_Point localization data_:
[Start of Attachment]

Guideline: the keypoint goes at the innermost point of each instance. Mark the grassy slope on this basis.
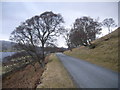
(105, 54)
(55, 75)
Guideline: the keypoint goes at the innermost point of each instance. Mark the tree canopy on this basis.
(37, 32)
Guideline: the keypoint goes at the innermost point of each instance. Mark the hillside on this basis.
(7, 45)
(104, 54)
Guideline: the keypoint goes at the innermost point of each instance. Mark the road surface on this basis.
(87, 75)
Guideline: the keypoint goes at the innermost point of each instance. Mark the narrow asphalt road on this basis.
(87, 75)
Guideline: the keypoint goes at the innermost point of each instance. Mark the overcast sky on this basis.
(13, 13)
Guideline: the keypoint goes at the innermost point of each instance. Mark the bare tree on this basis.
(109, 23)
(36, 32)
(84, 31)
(66, 36)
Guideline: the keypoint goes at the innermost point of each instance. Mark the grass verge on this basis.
(55, 75)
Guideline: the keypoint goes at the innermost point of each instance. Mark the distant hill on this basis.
(104, 54)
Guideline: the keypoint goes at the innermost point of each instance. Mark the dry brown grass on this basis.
(55, 75)
(105, 54)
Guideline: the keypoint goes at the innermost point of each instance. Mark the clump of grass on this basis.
(104, 54)
(55, 75)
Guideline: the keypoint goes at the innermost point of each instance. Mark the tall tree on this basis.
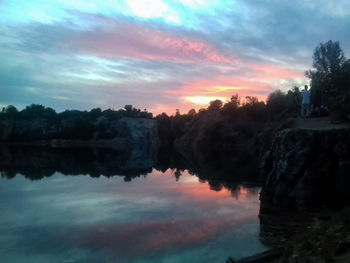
(328, 77)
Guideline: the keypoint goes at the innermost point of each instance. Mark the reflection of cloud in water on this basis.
(152, 216)
(133, 240)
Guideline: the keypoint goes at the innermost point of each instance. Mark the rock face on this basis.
(308, 168)
(216, 141)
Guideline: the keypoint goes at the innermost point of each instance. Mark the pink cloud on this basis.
(132, 41)
(275, 72)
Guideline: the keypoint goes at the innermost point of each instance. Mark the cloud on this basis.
(114, 56)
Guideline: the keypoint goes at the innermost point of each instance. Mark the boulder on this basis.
(307, 168)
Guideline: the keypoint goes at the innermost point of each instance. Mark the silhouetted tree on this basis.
(215, 105)
(330, 79)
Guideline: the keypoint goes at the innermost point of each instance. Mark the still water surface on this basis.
(154, 218)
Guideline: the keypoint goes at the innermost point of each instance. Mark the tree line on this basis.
(330, 92)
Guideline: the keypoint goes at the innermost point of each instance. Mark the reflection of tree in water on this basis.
(39, 162)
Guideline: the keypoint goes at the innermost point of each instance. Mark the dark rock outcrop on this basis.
(307, 168)
(216, 142)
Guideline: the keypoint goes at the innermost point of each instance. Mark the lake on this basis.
(156, 217)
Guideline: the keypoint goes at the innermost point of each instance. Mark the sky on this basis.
(159, 55)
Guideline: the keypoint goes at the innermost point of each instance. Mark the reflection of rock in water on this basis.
(132, 153)
(38, 162)
(277, 227)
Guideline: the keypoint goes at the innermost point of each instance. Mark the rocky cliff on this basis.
(217, 142)
(308, 167)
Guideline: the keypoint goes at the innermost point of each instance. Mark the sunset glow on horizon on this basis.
(161, 55)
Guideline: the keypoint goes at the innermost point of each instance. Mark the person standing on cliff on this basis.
(305, 102)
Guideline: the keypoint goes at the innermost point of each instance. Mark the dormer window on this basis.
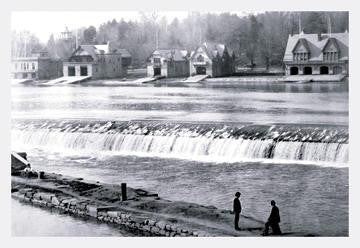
(331, 51)
(331, 56)
(301, 56)
(200, 58)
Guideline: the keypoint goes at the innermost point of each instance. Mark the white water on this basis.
(200, 148)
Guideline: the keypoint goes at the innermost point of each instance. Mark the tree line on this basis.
(255, 39)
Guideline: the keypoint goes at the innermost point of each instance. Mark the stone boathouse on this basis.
(315, 54)
(38, 66)
(168, 63)
(215, 60)
(97, 61)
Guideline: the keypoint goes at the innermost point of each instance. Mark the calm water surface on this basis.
(312, 198)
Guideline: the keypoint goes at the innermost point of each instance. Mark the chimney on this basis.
(319, 36)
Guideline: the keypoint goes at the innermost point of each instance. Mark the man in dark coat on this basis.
(237, 210)
(273, 220)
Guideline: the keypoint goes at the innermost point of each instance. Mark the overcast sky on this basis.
(45, 23)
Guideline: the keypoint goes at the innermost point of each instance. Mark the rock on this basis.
(82, 205)
(155, 229)
(92, 210)
(46, 197)
(152, 223)
(161, 225)
(25, 190)
(19, 162)
(37, 196)
(113, 214)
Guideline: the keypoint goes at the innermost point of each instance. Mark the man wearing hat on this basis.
(237, 210)
(273, 220)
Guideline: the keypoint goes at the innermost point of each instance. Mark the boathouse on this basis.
(168, 63)
(315, 54)
(38, 66)
(215, 60)
(97, 61)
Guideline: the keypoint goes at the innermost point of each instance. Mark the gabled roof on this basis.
(212, 49)
(91, 50)
(316, 45)
(331, 40)
(124, 53)
(171, 54)
(301, 42)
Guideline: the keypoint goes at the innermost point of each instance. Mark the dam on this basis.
(269, 140)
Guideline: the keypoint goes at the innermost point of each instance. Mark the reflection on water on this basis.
(319, 103)
(28, 220)
(312, 199)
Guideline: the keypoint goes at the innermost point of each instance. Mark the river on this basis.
(281, 141)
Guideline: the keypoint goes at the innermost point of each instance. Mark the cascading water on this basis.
(205, 142)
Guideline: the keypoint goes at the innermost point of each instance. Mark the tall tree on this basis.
(89, 35)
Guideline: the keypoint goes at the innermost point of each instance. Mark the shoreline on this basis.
(144, 212)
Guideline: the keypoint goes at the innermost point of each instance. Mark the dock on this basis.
(20, 81)
(67, 80)
(147, 79)
(314, 78)
(195, 79)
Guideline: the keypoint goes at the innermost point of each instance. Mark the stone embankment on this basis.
(142, 212)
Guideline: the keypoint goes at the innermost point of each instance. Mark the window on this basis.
(331, 56)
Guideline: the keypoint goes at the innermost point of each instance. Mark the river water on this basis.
(281, 141)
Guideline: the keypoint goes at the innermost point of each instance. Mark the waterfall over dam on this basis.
(205, 142)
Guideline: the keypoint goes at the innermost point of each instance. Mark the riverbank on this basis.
(143, 211)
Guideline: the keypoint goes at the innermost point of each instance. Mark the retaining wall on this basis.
(84, 208)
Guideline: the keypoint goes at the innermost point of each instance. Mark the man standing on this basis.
(273, 220)
(237, 210)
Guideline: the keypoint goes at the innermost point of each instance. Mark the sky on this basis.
(45, 23)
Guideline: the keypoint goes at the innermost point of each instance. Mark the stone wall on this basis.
(86, 209)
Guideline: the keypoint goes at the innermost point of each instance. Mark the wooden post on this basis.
(41, 175)
(123, 192)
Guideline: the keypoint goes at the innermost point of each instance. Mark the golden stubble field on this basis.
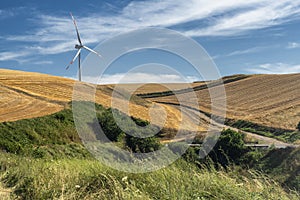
(27, 95)
(272, 100)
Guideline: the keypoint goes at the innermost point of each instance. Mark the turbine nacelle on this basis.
(79, 47)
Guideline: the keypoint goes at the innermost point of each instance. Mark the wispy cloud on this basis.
(226, 18)
(244, 51)
(275, 68)
(293, 45)
(4, 56)
(138, 77)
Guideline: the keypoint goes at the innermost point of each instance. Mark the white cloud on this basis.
(263, 14)
(276, 68)
(43, 62)
(4, 56)
(139, 78)
(293, 45)
(56, 34)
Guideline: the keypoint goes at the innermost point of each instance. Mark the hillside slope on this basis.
(271, 100)
(27, 95)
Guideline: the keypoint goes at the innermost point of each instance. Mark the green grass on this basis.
(43, 158)
(89, 179)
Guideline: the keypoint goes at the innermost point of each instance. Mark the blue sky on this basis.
(253, 36)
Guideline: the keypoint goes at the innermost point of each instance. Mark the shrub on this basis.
(230, 147)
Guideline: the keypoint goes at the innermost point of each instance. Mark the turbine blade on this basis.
(72, 61)
(75, 24)
(91, 50)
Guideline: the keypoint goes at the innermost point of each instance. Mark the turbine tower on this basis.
(79, 47)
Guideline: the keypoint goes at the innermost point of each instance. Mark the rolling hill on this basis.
(28, 95)
(270, 100)
(267, 100)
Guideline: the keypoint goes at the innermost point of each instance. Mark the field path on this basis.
(199, 114)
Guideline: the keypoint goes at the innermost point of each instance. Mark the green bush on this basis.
(229, 147)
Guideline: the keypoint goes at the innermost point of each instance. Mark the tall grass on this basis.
(89, 179)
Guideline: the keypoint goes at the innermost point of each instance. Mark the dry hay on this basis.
(28, 95)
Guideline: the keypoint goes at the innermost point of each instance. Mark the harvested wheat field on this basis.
(28, 95)
(271, 100)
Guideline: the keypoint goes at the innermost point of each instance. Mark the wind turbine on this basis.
(79, 47)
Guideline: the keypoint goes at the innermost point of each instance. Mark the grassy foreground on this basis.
(89, 179)
(43, 158)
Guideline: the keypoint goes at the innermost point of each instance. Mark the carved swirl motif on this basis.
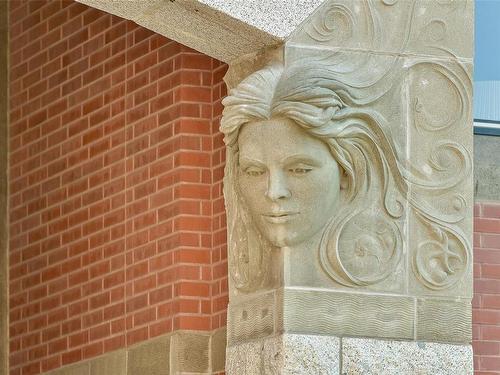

[End of Attachment]

_What to produce_:
Give again, word for word, each line from the one holding "shrub on this basis." through the end of the entries, and leave out any picture.

_Exercise response_:
Guideline: the keypoint goes at the innermost point of each instance. Mark the shrub on this basis.
(230, 147)
Guideline: the keypoint goes at the innermost point of each instance. Mark the turbine blade on this basis.
(72, 61)
(75, 24)
(91, 50)
Guideline: the keypoint goes at the innermost point of each instance. Mark the turbine tower on this basis.
(79, 47)
Guideline: the keypoint goes at the innermost point of each instance. Mark the rolling hill on this basis.
(28, 95)
(270, 100)
(267, 100)
Guideline: the keypoint goes at the innermost point of each instance. Mark the field path on this basis.
(199, 114)
Guideline: the keypoint goes at the innermost point of each instance. Mark the green bush on this basis.
(229, 147)
Guideline: the keypoint goes at the innermost point of each instance. Mark the tall grass on this basis.
(89, 179)
Guideline: the keypoint goes at the innermost point of each instance. Mark the dry hay on this basis.
(28, 95)
Guideline: the keypoint goes at the innermost point of each instance. Mark the harvested wheat field on this basis.
(28, 95)
(271, 100)
Guideline: the keypoint goes at the innermost point of each instance. Mark the wind turbine on this basis.
(79, 47)
Guideline: the keypoint goes at the innermost point of each instance. Mark the grassy foreground on this basis.
(89, 179)
(43, 158)
Guideline: the keypoint goes at the innermost point of each instance. Mark the carved swirl motif on this basis.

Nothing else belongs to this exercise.